Data supplied:

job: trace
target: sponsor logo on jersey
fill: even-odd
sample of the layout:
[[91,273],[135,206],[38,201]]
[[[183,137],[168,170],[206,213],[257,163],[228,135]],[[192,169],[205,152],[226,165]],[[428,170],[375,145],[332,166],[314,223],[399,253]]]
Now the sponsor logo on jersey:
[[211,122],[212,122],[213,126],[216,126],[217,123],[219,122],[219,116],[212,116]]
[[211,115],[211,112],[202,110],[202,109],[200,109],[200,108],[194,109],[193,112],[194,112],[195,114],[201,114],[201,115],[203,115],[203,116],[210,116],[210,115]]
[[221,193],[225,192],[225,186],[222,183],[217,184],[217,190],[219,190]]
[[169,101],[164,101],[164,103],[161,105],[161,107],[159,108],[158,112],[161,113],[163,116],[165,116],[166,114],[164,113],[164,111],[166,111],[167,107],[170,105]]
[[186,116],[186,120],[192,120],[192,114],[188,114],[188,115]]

---

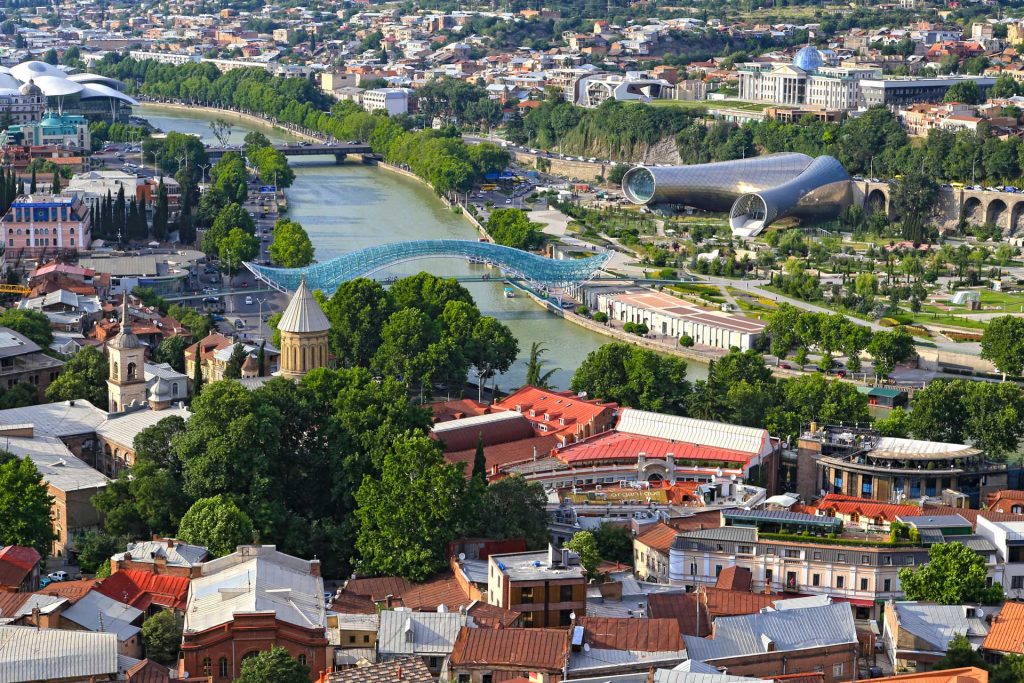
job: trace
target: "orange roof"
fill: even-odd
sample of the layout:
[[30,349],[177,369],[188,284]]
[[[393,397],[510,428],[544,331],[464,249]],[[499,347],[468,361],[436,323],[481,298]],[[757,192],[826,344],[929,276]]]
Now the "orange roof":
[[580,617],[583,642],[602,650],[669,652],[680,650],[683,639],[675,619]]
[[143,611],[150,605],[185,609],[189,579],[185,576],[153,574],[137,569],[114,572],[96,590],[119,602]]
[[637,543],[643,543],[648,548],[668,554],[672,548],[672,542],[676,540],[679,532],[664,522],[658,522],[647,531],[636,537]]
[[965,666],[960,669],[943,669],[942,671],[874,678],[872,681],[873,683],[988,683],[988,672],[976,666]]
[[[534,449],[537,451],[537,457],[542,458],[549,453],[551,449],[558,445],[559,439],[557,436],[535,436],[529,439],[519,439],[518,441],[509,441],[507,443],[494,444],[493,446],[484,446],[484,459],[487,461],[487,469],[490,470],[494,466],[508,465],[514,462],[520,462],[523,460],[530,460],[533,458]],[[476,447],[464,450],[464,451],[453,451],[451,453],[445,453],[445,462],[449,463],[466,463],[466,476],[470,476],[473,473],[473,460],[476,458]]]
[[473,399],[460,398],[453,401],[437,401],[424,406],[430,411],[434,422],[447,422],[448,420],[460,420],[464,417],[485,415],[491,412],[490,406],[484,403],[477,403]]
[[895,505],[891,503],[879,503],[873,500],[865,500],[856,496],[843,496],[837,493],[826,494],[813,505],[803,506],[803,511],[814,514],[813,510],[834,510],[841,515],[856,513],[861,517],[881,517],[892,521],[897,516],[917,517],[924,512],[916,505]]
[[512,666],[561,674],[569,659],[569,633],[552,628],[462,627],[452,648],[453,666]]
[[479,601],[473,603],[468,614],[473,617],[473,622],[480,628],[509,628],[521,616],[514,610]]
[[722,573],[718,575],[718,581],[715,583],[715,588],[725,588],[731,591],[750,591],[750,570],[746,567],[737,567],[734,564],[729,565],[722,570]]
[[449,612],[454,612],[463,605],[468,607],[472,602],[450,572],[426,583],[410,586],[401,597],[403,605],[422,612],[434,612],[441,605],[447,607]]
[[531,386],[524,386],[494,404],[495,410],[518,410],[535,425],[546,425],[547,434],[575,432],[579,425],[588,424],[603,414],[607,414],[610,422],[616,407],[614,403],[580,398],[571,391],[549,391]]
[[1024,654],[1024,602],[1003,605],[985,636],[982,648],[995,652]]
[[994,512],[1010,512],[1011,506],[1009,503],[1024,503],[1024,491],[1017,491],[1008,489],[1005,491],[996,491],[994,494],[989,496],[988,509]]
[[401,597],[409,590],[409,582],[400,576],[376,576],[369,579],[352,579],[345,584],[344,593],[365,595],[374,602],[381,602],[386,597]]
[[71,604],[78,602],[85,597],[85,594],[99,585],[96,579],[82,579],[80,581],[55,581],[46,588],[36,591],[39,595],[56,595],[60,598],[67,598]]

* * *

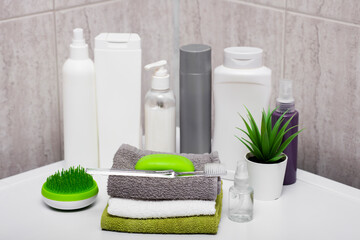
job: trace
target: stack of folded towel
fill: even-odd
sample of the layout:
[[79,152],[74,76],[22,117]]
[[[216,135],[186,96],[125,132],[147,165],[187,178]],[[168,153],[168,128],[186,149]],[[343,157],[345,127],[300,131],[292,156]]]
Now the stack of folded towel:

Exercise goal:
Every line in the data above that contains the word "target" should be copied.

Task output:
target: sponsor logo on jersey
target: "orange roof"
target: stack of folded towel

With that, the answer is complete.